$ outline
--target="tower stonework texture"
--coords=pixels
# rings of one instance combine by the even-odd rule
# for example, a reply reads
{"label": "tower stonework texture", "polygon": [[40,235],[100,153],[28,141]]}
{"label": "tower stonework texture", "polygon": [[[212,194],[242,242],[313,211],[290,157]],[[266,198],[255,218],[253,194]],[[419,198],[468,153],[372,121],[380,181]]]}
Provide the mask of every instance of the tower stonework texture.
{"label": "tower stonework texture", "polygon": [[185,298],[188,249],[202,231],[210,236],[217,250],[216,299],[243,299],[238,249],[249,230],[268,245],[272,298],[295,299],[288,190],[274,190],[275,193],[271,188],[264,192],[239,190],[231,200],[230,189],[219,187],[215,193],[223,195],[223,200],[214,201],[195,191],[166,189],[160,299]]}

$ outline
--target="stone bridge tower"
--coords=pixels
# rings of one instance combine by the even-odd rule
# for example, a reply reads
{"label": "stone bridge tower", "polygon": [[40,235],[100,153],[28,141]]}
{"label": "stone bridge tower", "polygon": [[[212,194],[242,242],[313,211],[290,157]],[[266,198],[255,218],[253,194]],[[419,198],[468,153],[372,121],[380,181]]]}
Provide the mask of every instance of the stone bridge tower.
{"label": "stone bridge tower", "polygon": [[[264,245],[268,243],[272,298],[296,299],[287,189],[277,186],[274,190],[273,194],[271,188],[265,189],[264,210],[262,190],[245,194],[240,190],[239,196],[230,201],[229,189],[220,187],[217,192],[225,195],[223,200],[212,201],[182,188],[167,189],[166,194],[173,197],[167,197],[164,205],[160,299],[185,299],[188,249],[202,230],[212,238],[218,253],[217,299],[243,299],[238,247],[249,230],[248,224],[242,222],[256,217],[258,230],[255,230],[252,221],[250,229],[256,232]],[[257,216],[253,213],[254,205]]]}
--*--
■ **BRIEF**: Return every record above. Copy each one exactly.

■ **WRITTEN SOLUTION**:
$ outline
--target="tower stonework texture"
--coords=pixels
# rings of one instance combine by the even-odd rule
# for example, a reply reads
{"label": "tower stonework texture", "polygon": [[40,235],[100,153],[28,141]]}
{"label": "tower stonework texture", "polygon": [[[212,194],[242,242],[313,211],[290,157]],[[266,198],[255,218],[253,194]],[[419,198],[468,153],[372,121],[380,181]]]}
Provide the mask of every instance of the tower stonework texture.
{"label": "tower stonework texture", "polygon": [[185,298],[188,249],[202,231],[210,236],[217,250],[216,299],[243,299],[238,249],[249,230],[268,245],[272,298],[295,299],[288,190],[274,190],[275,193],[271,188],[264,192],[239,190],[231,200],[230,189],[219,187],[215,193],[223,195],[223,200],[214,201],[195,191],[166,189],[160,299]]}

$ outline
--target="stone bridge tower"
--coords=pixels
# rings of one instance combine by the even-odd rule
# for example, a reply reads
{"label": "stone bridge tower", "polygon": [[40,235],[100,153],[28,141]]}
{"label": "stone bridge tower", "polygon": [[[212,194],[242,242],[313,211],[290,157]],[[266,198],[255,218],[253,194]],[[419,198],[468,153],[372,121],[380,181]]]}
Provide the mask of every instance of the stone bridge tower.
{"label": "stone bridge tower", "polygon": [[[264,245],[268,243],[272,298],[296,299],[287,189],[277,186],[274,190],[273,194],[271,188],[265,189],[264,210],[262,190],[245,194],[240,190],[239,196],[230,201],[229,189],[220,187],[217,192],[225,195],[223,200],[212,201],[182,188],[167,189],[166,194],[173,197],[167,197],[164,205],[160,299],[185,299],[188,249],[202,230],[212,238],[218,253],[217,299],[243,299],[238,247],[249,230],[248,224],[242,222],[256,217],[258,230],[255,230],[252,221],[250,229],[256,232]],[[257,216],[253,213],[254,205]]]}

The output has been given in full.